* **Assignment**:
In your copy of the entries below, keep every word exactly and leave out all images.

* **Stored data**:
+ + + + +

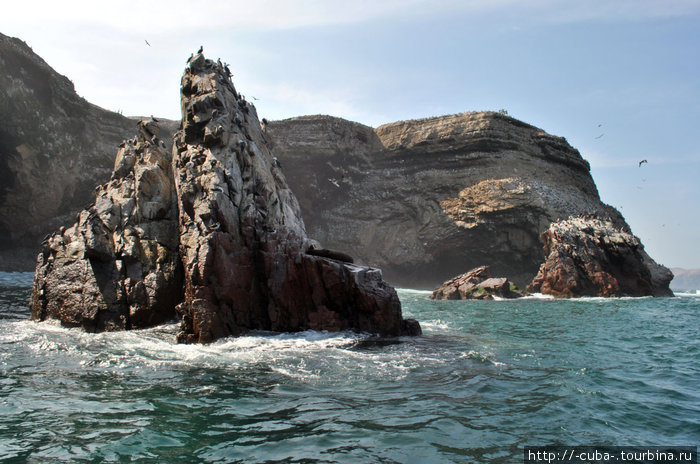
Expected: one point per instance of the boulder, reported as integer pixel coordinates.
(243, 243)
(591, 256)
(476, 284)
(117, 267)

+ + + + +

* **Your response**:
Expected: one point per instance of the boulder, reported as integer pixel coordinates.
(243, 243)
(591, 256)
(476, 284)
(117, 267)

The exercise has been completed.